— Given data —
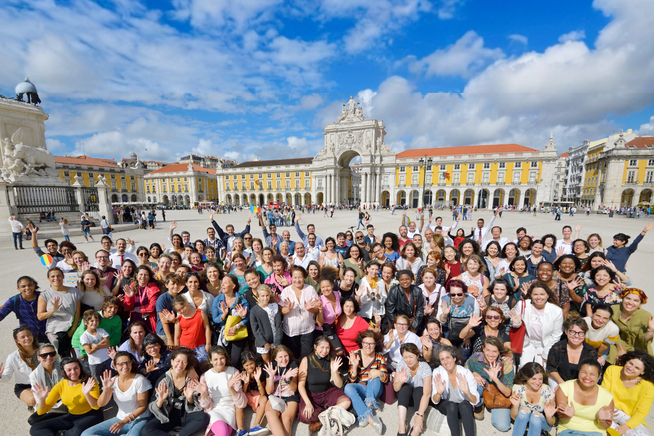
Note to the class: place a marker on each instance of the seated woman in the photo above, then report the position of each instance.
(413, 386)
(605, 291)
(220, 392)
(130, 392)
(488, 325)
(543, 323)
(317, 393)
(349, 325)
(564, 356)
(432, 342)
(454, 311)
(406, 298)
(398, 336)
(584, 408)
(20, 364)
(532, 403)
(490, 367)
(631, 382)
(281, 387)
(156, 358)
(454, 391)
(636, 324)
(174, 401)
(366, 378)
(602, 332)
(77, 391)
(48, 375)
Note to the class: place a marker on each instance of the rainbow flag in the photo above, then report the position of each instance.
(46, 260)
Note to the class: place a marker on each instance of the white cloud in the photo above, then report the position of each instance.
(463, 58)
(575, 35)
(520, 39)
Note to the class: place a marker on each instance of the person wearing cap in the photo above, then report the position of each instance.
(619, 253)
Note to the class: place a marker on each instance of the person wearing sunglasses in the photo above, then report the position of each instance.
(46, 373)
(564, 356)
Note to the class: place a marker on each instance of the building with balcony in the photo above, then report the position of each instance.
(125, 182)
(483, 176)
(620, 172)
(181, 184)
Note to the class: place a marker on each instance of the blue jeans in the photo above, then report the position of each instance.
(18, 238)
(500, 418)
(536, 422)
(362, 394)
(131, 429)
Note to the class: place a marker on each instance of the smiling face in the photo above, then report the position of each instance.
(72, 371)
(634, 368)
(26, 288)
(179, 363)
(631, 302)
(544, 272)
(447, 361)
(535, 382)
(588, 376)
(322, 349)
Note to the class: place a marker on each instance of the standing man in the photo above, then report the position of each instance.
(272, 238)
(480, 233)
(17, 231)
(50, 245)
(121, 254)
(311, 229)
(228, 238)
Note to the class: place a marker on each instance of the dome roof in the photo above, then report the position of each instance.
(25, 87)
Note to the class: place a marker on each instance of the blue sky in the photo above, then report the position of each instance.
(261, 78)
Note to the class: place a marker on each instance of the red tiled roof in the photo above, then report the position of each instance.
(641, 142)
(467, 150)
(86, 160)
(182, 168)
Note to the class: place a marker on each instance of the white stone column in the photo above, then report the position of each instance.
(378, 186)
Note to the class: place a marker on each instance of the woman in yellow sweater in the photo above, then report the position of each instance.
(630, 382)
(77, 391)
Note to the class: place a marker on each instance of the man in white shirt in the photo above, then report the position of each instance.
(17, 231)
(301, 257)
(497, 237)
(121, 254)
(479, 234)
(566, 242)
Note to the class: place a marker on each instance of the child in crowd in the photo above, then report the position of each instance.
(192, 329)
(165, 314)
(266, 320)
(95, 342)
(253, 386)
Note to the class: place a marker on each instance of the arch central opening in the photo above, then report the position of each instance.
(349, 174)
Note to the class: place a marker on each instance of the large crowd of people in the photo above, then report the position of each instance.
(543, 332)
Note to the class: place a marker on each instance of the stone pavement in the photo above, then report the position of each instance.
(24, 262)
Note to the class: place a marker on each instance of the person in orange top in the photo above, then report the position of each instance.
(192, 329)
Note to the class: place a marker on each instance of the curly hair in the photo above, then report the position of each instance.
(648, 362)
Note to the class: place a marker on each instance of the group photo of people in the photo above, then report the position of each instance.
(243, 330)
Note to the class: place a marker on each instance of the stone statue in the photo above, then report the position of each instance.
(23, 160)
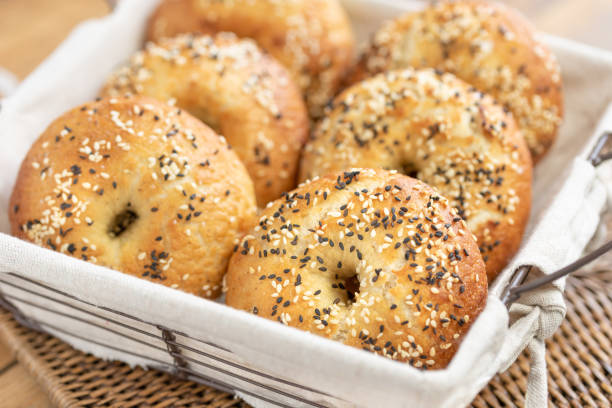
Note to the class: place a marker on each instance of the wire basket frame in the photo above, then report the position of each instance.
(176, 352)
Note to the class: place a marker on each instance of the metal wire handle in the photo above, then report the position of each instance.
(515, 292)
(601, 152)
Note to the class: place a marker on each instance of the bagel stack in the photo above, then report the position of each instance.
(135, 185)
(312, 38)
(487, 45)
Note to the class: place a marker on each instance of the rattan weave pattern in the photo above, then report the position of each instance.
(579, 358)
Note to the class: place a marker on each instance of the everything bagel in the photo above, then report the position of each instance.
(236, 89)
(437, 128)
(374, 259)
(312, 38)
(137, 186)
(487, 45)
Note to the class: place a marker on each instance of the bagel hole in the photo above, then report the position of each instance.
(207, 118)
(122, 222)
(410, 170)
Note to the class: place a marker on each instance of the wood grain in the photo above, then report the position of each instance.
(31, 29)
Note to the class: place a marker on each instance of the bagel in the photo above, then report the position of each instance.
(435, 127)
(233, 87)
(487, 45)
(374, 259)
(137, 186)
(312, 38)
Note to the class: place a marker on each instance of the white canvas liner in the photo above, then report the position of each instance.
(117, 316)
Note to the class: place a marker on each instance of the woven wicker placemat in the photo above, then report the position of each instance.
(578, 357)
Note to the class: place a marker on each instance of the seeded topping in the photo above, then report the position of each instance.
(110, 184)
(312, 38)
(490, 47)
(370, 258)
(434, 127)
(237, 90)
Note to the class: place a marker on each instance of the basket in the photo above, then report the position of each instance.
(579, 365)
(120, 317)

— What needs to be done —
The records shown above are to be repeated exactly, with the pictures left out.

— Task solution —
Note to the class: place a marker on each instance of the seated woman in the photo above, then report the position of each instance.
(413, 386)
(605, 291)
(220, 392)
(130, 392)
(488, 325)
(543, 323)
(317, 393)
(349, 325)
(564, 356)
(432, 342)
(454, 311)
(406, 298)
(398, 336)
(584, 408)
(20, 364)
(532, 403)
(490, 367)
(631, 382)
(281, 387)
(156, 358)
(454, 391)
(636, 324)
(174, 401)
(366, 378)
(602, 332)
(77, 391)
(48, 375)
Note to the class: place a marker on each instance of the rainbow flag in the photo above, then report the position of each instance.
(46, 260)
Note to the class: place a marker on each instance of the white cloud in the photo above, then report the position of each instance.
(463, 58)
(575, 35)
(520, 39)
Note to the class: place a marker on each instance of the person wearing cap in the photo above, then report the position of each instance.
(619, 253)
Note to the class: place a marker on each instance of the person wearing sunglasses in the photo above, then report the position of each instance.
(46, 373)
(564, 356)
Note to the class: place a marker on each instance of the building with balcony in the photo above, then report the position of each instance.
(125, 182)
(483, 176)
(620, 172)
(181, 184)
Note to the class: place a marker on each instance of the blue jeans in the photo above, then report the position of each instance.
(18, 238)
(500, 418)
(536, 422)
(362, 394)
(131, 429)
Note to the class: place a marker on each instance of the smiling face in the photo above, then report the position of each instance.
(72, 371)
(634, 368)
(26, 288)
(179, 363)
(631, 302)
(544, 272)
(447, 361)
(535, 382)
(588, 376)
(322, 349)
Note to the class: place a marker on each instance of the standing man in the photo above, then report the position of each instance.
(272, 238)
(480, 233)
(17, 231)
(50, 245)
(121, 254)
(311, 229)
(228, 238)
Note to the class: place a marker on each instance of the dome roof in the photo above, then report the position of each instance.
(25, 87)
Note to the class: place a marker on each instance of the blue sky in the photo above, then report the position of each instance.
(261, 78)
Note to the class: place a marker on each instance of the red tiled roof in the photo above, then report the position of each instance.
(641, 142)
(467, 150)
(86, 160)
(182, 168)
Note to the class: place a marker on each instance of the white stone column in the photo above, then report the position of each instance.
(378, 186)
Note to the class: place a marker on each instance of the woman in yellow sweater in the photo above, then report the position of each instance.
(630, 382)
(77, 391)
Note to the class: place a marker on each instance of the man in white shirt in the photo above, then report the position of each instance.
(17, 231)
(301, 257)
(497, 237)
(121, 254)
(479, 234)
(566, 242)
Note to the class: place a marker on each instance of the child in crowd in the photo above, then report the position of each instance.
(192, 329)
(165, 314)
(266, 320)
(95, 342)
(253, 386)
Note to the class: place a marker on each instance of the arch central opening in the photo above, then report the position of each instance.
(349, 174)
Note to the class: place a marker on each instance of the large crowd of people in the photo above, then report the position of each instance.
(543, 332)
Note to the class: place a marker on each instance of the stone pavement in the photo above, then report the position of each instance.
(24, 262)
Note to the class: place a marker on each instance of the person in orange top in the photo above, then report the position of each instance.
(192, 329)
Note to the class: place a marker on each instance of the curly hair in the photo above, then report the position of each instance.
(648, 362)
Note to the class: place a marker on each instance of the group photo of people in the photo above, then report the position of each instance.
(243, 330)
Note to the class: place a marker on each instance of the stone statue in the photo above, then report the position of each instance.
(23, 160)
Note to the class: place a marker on each instance of the wire basket frame in the photo above, then report the position of each instance.
(176, 352)
Note to the class: place a marker on each instance of the metal wire handle in the photo above, then report the position of each instance.
(515, 292)
(601, 152)
Note to the class: place a marker on each instance of the bagel stack in the photo above, then report the position of each instance.
(135, 185)
(312, 38)
(487, 45)
Note to the class: place a marker on each instance of the rattan weave pattern in the photo above, then report the position of each instance.
(579, 358)
Note to the class: place a marker on each instance of the everything bagel in the photo above, then report the position of each instance.
(236, 89)
(437, 128)
(374, 259)
(312, 38)
(137, 186)
(487, 45)
Note to the class: place a marker on each instance of the bagel hole in the photo above, then report the position of each instance.
(207, 118)
(122, 222)
(410, 170)
Note to the class: place a marker on each instance of the wood grain in the photo above, then report the position of each instance.
(31, 29)
Note to the class: place a marker on each instance of the bagel in the photo above, then report the position of each instance.
(435, 127)
(233, 87)
(487, 45)
(374, 259)
(137, 186)
(312, 38)
Note to the class: place a marker on each instance of the white canvas liner in the photo above, then report the position of each instance.
(117, 316)
Note to the class: place a marker on each instance of the woven wicker placemat in the photo above, then report the position of each instance.
(578, 357)
Note to the class: place a marker on each instance of the seeded topping in the photo above, then report the position of each instance.
(110, 184)
(312, 38)
(490, 47)
(370, 258)
(434, 127)
(237, 90)
Note to the class: place a marker on each instance of the basket in the photo above, then report the position of each instance.
(579, 365)
(120, 317)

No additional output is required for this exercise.